» **Problem statement**: Please continue the text below on losing a spouse and the Widowhood Effect, starting after its last sentence.

» **Text excerpt**:
§

Julie Hayes is the Content Manager at Benjamin Rose Institute on Aging.
As a caregiver, your overriding concern is to protect the health and well-being of your loved one. Dealing with the fear of losing that person is one of the greatest challenges of the journey. It can be shattering when it actually happens. When that loved one is your spouse, it can be especially tough to process your grief. After all, this is the person you’ve walked through life with, one who is at the core of your very soul.
An old adage maintains that widows often “die of a broken heart” soon after the loss of a spouse. It may seem overblown, but there is truth to the saying. Older adults actually do have an increased risk of dying after the passing of a husband or wife. This is called the Widowhood Effect. According to research, older adults have a 66 percent increased likelihood of dying within the first three months of a spouse’s death.

§

» **Information shown**:
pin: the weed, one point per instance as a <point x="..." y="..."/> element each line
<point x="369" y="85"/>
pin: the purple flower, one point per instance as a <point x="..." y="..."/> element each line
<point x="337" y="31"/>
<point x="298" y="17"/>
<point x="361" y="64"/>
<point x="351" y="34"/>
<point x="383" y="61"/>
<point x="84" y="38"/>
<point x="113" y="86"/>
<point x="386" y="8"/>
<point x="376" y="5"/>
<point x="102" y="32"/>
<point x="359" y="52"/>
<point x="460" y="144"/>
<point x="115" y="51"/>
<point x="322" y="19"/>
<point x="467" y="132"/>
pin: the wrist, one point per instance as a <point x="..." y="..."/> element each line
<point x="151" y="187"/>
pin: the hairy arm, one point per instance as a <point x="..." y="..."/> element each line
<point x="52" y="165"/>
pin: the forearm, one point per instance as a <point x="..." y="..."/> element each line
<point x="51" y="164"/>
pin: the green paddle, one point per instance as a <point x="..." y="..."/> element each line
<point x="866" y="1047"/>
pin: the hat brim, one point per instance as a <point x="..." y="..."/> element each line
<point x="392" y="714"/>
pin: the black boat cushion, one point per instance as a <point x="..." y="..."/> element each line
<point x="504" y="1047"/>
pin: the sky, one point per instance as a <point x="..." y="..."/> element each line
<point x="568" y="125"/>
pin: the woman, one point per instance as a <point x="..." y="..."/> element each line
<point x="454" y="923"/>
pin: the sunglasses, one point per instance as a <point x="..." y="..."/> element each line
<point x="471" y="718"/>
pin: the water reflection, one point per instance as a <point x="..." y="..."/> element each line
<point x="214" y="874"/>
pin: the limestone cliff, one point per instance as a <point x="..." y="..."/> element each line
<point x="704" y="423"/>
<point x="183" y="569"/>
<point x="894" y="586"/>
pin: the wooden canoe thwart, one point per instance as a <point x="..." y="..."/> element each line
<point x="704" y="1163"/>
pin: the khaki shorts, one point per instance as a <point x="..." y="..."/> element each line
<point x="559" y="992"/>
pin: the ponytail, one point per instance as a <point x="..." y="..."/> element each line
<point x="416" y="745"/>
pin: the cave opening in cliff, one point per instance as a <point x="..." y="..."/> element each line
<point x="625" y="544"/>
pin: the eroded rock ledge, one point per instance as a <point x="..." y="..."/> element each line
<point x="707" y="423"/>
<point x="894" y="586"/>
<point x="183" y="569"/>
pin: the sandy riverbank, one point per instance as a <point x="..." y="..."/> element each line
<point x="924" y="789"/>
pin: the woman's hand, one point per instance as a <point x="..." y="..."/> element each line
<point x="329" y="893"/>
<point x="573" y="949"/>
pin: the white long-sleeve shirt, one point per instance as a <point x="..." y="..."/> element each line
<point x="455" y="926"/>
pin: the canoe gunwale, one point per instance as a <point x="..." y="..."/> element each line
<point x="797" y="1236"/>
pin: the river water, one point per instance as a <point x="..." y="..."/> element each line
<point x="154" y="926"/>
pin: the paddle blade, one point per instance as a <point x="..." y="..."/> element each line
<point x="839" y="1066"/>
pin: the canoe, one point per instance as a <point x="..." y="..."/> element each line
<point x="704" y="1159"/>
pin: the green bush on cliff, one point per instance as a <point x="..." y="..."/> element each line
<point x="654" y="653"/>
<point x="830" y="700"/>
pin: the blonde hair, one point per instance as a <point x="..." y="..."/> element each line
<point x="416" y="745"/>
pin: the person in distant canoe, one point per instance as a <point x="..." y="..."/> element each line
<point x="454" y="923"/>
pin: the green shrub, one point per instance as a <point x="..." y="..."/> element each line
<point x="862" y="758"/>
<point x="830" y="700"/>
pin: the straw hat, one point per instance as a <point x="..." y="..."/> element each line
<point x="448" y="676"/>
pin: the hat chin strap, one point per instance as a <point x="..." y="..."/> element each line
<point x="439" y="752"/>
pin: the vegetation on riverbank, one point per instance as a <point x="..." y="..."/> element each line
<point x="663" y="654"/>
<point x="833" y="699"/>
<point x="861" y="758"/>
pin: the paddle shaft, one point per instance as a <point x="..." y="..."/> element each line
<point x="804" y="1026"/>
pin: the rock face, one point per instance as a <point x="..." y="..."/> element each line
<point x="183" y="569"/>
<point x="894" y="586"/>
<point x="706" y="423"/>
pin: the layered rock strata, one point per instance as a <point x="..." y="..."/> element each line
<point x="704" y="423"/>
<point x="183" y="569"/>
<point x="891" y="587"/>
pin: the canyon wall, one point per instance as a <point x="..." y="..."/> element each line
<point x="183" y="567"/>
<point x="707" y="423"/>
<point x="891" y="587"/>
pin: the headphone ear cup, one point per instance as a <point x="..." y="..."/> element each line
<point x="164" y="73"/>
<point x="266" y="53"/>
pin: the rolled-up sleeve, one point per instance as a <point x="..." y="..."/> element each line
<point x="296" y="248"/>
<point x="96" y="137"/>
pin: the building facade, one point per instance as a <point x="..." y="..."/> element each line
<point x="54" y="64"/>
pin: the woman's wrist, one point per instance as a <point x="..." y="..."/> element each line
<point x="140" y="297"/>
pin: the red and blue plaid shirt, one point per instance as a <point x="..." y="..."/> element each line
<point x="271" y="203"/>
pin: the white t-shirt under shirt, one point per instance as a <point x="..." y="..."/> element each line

§

» **Answer area**:
For older adult caregivers, this phenomenon can be particularly challenging. They are already at risk for poorer health, including increased stress, strain, anxiety and depression compared to older adults who are not caregivers. Grief compounds these factors, further straining an older caregiver’s physical and emotional well-being.
Yet, it’s important to process your grief as you take steps to combat the Widowhood Effect. The juggling act is in working through that frequently very trying grief while still maintaining your wellness.
Self-care after loss
It’s a safe bet that throughout your caregiving journey, you prioritized your spouse’s well-being and often put your own on the back burner. What your loved one needed may have felt more pressing and important, with your own needs serving as a distraction from your focus on caregiving. Maybe you also thought you had to suppress some feelings that were harder to accept—sadness, anger, anxiety—so as not to make your spouse feel bad.
This tendency to put another’s needs above your own can be habit forming, and can be hard to break even after your loved one has passed. Your close friends and family members may also be working through the death of your spouse, and you may feel that it’s not right to bother them. Additionally, your grief may be clouding your ability to even see your own needs, whether that means you’re too tired to cook for yourself or that you’re not feeling well for reasons that may not be directly associated with your loss.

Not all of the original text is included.